TEXT SHOWN:

>>>>

Mathematical Expectation

If \(f(x)\) is the probability mass function (p.m.f.) of the discrete random variable \(X\) with support \(S\), and if the summation:

\[\sum_{x\in S} u(x)f(x)\]

exists (less than \(\infty\)), then the resulting sum is called the mathematical expectation, or the expected value of the function \(u(X)\), where \(x\) denotes individual sample point. The expectation of the function \(u(X)\) is denoted as \(E[u(X)]\):

\[E[u(X)] = \sum_{x\in S} u(x)f(x).\]

Population Mean and Variance

If we consider one particular function: \(u(X) = X\), then the expectation of \(u(X)\):

\[E[u(X)] = E[X] = \sum_{x\in S} xf(x),\]

is called the expected value of \(X\), denoted as \(E[X]\). Or, it is called the mean of \(X\), denoted as \(\mu\).

Now, let’s consider another function: \(u(X) = (X-\mu)^2\), the corresponding expectation:

\[E[u(X)] = E[(X-\mu)^2] = \sum_{x\in S}(x-\mu)^2f(x),\]

is called the variance of \(X\), denoted as \(\mathrm{Var}(X)\) or \(\sigma^2\).

<<<<

REQUIRED ACTIONS:
a) Could you restate the passage on mathematical expectation from "If we consider" to "denoted as \(\mu\).", replacing "mean" with "average"?
b) Can you carry the passage on mathematical expectation forward from its last sentence?

SUPPLIED MATERIAL:
>>>>

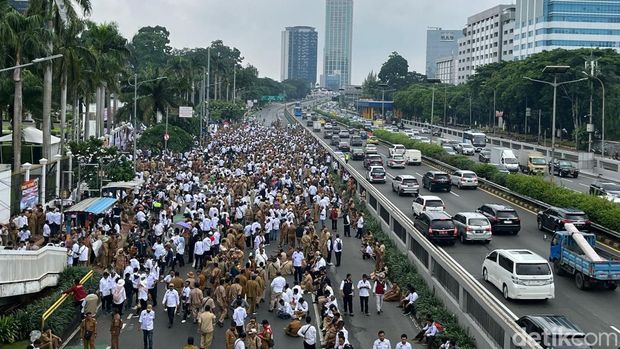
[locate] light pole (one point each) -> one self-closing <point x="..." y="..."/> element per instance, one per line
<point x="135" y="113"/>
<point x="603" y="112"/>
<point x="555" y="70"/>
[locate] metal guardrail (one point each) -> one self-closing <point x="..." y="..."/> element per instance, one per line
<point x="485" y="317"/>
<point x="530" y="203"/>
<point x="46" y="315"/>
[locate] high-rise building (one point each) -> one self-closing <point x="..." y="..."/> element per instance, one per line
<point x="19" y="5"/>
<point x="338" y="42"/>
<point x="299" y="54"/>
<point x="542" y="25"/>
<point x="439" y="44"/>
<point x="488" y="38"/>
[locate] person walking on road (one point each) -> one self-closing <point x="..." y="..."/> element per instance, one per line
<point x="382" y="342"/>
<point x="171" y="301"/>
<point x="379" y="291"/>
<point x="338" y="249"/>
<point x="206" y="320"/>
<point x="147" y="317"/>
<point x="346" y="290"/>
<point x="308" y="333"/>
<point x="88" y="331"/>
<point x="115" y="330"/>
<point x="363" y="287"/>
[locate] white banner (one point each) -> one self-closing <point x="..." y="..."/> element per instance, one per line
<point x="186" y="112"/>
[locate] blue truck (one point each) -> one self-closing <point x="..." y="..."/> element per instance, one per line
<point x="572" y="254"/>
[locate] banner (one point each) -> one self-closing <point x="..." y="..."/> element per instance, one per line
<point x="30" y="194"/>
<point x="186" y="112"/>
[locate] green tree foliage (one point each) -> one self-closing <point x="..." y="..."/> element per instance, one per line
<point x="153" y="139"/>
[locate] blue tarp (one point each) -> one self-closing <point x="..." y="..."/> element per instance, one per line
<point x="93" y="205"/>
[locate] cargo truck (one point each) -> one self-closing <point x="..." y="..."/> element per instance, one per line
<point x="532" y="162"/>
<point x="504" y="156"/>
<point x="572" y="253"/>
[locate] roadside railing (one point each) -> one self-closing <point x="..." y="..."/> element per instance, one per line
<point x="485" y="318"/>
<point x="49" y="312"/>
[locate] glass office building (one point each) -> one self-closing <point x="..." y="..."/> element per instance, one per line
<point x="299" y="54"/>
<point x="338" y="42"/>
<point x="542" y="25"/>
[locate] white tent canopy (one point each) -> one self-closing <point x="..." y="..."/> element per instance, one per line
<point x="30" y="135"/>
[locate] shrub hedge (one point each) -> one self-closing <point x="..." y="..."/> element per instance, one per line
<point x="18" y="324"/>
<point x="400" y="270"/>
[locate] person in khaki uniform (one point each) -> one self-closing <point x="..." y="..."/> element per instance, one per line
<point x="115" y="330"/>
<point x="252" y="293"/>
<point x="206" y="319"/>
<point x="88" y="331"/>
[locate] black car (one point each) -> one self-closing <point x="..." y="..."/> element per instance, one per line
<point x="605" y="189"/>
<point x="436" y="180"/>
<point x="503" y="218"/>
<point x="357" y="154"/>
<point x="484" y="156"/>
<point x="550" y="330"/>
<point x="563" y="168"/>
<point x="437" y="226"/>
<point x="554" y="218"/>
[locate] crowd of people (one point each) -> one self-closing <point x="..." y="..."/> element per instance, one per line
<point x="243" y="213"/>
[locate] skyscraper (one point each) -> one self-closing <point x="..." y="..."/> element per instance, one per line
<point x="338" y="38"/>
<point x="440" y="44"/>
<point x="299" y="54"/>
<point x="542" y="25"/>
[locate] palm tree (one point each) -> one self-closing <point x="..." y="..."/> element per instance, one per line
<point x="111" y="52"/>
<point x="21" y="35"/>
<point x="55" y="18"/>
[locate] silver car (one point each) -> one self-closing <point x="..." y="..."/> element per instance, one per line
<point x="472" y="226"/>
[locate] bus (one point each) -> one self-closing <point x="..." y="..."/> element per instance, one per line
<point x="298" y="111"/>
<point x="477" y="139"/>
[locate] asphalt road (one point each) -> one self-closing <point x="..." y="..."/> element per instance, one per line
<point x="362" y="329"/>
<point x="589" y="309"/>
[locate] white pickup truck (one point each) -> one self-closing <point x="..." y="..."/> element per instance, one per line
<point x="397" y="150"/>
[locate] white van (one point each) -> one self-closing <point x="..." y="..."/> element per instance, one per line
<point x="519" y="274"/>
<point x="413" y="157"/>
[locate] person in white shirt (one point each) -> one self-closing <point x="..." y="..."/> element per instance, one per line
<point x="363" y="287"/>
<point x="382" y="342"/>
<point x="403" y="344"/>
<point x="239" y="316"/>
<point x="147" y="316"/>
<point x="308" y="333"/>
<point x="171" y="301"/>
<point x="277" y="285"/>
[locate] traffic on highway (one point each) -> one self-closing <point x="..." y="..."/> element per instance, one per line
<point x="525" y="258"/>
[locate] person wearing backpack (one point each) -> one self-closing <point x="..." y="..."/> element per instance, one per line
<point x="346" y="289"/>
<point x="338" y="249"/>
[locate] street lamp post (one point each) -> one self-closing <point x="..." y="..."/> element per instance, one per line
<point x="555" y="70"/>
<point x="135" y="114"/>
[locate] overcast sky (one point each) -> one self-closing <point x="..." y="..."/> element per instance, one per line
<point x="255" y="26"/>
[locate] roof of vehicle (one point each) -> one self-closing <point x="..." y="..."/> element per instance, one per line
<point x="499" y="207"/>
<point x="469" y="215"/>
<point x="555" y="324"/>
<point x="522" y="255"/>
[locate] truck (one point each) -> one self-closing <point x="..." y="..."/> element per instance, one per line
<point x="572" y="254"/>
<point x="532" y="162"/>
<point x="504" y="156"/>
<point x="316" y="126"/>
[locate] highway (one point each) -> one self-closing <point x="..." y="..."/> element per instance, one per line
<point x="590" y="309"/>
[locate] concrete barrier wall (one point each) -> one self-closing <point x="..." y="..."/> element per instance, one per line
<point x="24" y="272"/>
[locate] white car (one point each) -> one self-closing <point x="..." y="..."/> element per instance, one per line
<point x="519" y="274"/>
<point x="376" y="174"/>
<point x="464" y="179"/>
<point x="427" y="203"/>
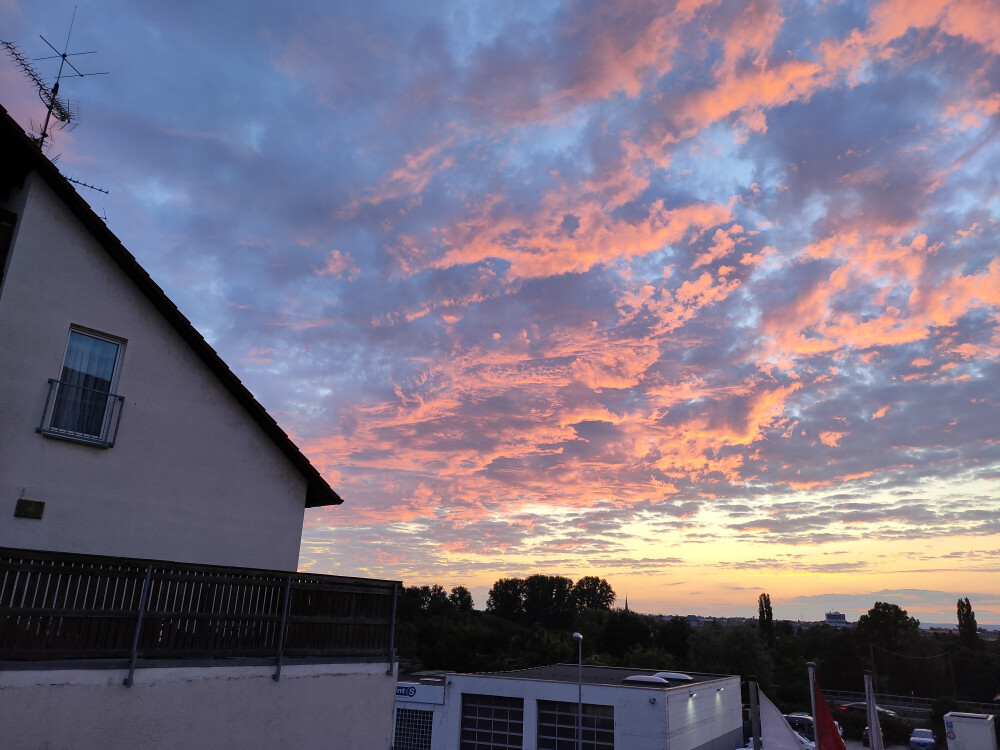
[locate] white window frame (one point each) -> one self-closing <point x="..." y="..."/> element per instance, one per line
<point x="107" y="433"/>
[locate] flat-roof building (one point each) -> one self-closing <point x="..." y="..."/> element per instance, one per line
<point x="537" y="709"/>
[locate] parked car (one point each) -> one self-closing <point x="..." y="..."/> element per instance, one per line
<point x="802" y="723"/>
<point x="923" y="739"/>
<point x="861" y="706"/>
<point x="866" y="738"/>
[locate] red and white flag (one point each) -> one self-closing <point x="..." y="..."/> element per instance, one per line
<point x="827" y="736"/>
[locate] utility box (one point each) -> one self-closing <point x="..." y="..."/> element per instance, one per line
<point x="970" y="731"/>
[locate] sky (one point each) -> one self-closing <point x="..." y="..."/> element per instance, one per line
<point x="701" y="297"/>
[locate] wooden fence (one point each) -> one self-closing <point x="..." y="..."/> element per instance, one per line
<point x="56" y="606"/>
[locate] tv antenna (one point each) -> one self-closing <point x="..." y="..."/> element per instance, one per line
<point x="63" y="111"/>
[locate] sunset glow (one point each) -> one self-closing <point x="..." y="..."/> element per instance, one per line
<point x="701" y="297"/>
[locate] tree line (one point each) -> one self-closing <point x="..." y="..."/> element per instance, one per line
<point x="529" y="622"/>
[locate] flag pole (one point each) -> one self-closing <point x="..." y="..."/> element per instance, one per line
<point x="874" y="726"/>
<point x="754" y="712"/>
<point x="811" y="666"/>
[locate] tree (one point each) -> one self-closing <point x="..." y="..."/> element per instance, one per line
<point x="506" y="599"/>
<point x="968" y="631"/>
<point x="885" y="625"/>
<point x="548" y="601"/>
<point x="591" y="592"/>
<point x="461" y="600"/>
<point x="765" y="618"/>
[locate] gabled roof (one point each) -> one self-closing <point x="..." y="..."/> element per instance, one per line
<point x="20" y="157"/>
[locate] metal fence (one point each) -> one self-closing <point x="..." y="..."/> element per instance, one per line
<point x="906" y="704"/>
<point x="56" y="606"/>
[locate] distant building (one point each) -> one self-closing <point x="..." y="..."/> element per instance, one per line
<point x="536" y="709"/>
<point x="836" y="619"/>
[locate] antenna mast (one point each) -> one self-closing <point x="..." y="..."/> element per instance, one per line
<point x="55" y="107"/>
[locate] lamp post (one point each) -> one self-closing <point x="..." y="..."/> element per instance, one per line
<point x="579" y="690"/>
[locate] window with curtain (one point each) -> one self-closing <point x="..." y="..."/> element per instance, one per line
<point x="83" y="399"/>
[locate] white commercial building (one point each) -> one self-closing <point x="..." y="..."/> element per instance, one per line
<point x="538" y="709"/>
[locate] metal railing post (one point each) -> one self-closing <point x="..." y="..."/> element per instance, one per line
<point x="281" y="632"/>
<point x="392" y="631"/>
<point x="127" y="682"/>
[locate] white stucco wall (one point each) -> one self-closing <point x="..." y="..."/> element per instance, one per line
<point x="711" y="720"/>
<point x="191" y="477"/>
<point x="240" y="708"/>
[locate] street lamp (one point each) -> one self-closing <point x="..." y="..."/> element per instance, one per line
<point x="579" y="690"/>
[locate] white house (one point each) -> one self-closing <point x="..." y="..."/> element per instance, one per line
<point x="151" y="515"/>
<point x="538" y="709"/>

<<<<

TASK ANSWERS:
a)
If we consider one particular function: \(u(X) = X\), then the expectation of \(u(X)\):

\[E[u(X)] = E[X] = \sum_{x\in S} xf(x),\]

is called the expected value of \(X\), denoted as \(E[X]\). Or, it is called the average of \(X\), denoted as \(\mu\).

b)
Sample Mean and Variance

If the population is too large and we still want to decribe the population using mean and variance, then it would be useful to select a sample and calculate the sample mean and sample variance.

The sample mean is simply the average of the \(n\) data points \(x_1\), \(x_2\), …, \(x_n\):

\[\bar{x} = \frac{x_1+x_2+...+x_n}{n} = \frac{1}{n}\sum_{i=1}^n x_i.\]

The sample variance summaries the “spread” or “variation” of the data:

\[\begin{aligned} s^2 &= \frac{(x_1-\bar{x})^2+(x_2-\bar{x})^2+ ... +(x_n-\bar{x})^2}{n-1} \\ &= \frac{1}{n-1}\sum_{i=1}^n(x_i-\bar{x})^2. \end{aligned}\]

Important Properties

Note that the denominator of the sample variance is \(n-1\). Why is that? Before we start to analyse that, we first look at some important properties of expectation. The proof will be given in the next section.

Property 1:

if c is a constant, then \(E[c] = c\) and \(E[cu(X)] = cE[u(X)]\).

Property 2:

\(E[u_1(X) + u_2(X)] = E[u_1(X)] + E[u_2(X)]\).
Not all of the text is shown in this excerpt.